### PROBLEM 1:
From the listing below, reproduce word for word the part that begins with the line containing "Can you see the front fork?" and ends with the line containing "[[377, 227]]", including both of those lines. Output nothing else.

### SOURCE TEXT:
= = = = =
Curatorview [Alfredo Cramerotti]

New exhibition season in MOSTYN: Temporary Atlas – opening 25 June 2022

Posted in nEws and rEleases by Curatorview on June 23, 2022

Temporary Atlas
Mapping the Self in the Art of Today
June 25–September 25, 2022

Adéọlá Dewis, Ode to mètèt mwe, 2022

MOSTYN is pleased to present Temporary Atlas: Mapping the Self in the Art of Today. 

Temporary Atlas is an exhibition that presents an alternative, complementary idea to mapping as conceived in a traditional sense. There are multiple ways one can use mapping or cartography to understand our place in the world, amongst them, a societally endorsed, scientifically applied cartography and an individually perceived one. Each of us assesses, prioritizes and rates things in a different way, not all aspects of life have the same value and map representations are shaped by the purpose of the map and the intentions of the map maker.

The 17 cartographer-artists of Temporary Atlas adopt a mapping approach that is based on the traditional meaning of map as a representation of reality, but which expands it, complicates it, and challenges it—developing the concept of cartography along unconventional paths—those of the subconscious, spirituality, thought, identity, feeling, and all the idiosyncrasies that are present and intermingle in each of us.

The works on display propose perceptive and physical maps that provide insight into the artists’ personal experiences, whilst evoking mental landscapes within which the viewer can situate themselves; worlds beyond objective geographical coordinates.
= = = = =
### EXTRACTED RECORDS:
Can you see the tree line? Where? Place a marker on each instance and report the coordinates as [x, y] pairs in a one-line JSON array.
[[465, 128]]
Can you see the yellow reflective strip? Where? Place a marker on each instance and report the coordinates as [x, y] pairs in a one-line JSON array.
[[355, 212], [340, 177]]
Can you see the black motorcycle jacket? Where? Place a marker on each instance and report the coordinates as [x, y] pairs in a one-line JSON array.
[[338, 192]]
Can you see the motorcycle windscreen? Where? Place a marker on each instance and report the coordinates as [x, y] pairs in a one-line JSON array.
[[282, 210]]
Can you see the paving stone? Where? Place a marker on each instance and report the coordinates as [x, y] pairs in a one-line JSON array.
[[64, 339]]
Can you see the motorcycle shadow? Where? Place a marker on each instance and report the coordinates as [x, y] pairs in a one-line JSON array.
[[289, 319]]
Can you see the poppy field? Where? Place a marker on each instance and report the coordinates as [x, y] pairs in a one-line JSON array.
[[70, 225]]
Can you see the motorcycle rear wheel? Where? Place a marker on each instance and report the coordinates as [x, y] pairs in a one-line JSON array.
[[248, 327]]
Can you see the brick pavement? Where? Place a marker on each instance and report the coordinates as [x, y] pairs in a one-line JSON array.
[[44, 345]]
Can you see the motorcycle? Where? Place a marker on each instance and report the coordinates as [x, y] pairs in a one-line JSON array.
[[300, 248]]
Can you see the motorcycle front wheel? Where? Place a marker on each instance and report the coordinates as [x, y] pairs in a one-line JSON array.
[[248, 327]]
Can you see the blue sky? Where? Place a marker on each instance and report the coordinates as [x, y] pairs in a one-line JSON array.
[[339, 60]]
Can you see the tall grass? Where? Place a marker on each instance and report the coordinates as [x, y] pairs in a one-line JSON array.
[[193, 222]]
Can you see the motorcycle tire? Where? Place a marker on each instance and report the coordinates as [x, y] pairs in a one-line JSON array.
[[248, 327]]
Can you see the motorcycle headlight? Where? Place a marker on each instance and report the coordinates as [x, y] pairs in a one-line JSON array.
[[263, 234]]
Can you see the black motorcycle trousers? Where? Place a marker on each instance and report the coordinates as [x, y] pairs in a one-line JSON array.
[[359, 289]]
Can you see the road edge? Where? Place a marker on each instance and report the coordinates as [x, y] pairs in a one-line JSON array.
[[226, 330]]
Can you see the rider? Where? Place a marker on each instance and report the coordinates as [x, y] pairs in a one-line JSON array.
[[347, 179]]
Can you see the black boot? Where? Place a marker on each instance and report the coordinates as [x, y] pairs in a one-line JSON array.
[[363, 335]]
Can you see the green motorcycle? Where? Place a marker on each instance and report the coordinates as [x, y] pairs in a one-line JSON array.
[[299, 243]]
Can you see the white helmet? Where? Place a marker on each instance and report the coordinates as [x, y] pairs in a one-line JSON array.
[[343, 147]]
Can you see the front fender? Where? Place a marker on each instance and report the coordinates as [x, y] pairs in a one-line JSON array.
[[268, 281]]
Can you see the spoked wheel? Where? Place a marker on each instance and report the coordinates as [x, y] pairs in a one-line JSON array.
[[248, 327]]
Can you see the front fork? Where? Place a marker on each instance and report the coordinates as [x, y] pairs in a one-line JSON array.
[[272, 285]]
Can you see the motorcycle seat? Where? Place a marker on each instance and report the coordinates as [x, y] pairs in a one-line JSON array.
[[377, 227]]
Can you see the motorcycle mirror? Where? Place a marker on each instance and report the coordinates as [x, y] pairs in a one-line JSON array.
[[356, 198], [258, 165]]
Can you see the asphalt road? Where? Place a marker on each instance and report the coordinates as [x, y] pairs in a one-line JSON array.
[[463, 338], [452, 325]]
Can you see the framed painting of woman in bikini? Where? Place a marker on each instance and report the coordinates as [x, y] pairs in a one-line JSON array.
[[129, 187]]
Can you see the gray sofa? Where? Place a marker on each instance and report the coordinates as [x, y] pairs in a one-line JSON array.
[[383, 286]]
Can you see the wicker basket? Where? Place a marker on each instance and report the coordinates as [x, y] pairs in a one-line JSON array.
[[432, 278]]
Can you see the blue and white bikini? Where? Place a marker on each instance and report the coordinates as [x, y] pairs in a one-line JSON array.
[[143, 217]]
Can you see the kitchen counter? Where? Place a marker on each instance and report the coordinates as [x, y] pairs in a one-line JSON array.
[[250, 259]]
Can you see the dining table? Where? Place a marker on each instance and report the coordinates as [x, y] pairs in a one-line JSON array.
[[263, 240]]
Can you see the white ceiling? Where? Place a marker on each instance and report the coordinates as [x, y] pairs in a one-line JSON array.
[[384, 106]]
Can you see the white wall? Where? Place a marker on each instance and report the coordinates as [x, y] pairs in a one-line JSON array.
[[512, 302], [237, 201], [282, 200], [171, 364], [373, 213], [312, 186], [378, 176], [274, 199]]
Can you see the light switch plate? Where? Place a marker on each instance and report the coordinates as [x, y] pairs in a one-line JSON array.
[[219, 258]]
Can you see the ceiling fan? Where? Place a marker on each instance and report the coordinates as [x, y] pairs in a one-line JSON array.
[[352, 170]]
= = = = =
### PROBLEM 2:
According to the exhibition announcement, how many cartographer-artists take part in Temporary Atlas?

### WRITTEN RESPONSE 1:
Can you see the front fork? Where? Place a marker on each instance and report the coordinates as [x, y] pairs in a one-line JSON array.
[[272, 285]]
Can you see the motorcycle seat? Where? Place a marker on each instance and report the coordinates as [x, y] pairs in a one-line JSON array.
[[377, 227]]

### WRITTEN RESPONSE 2:
17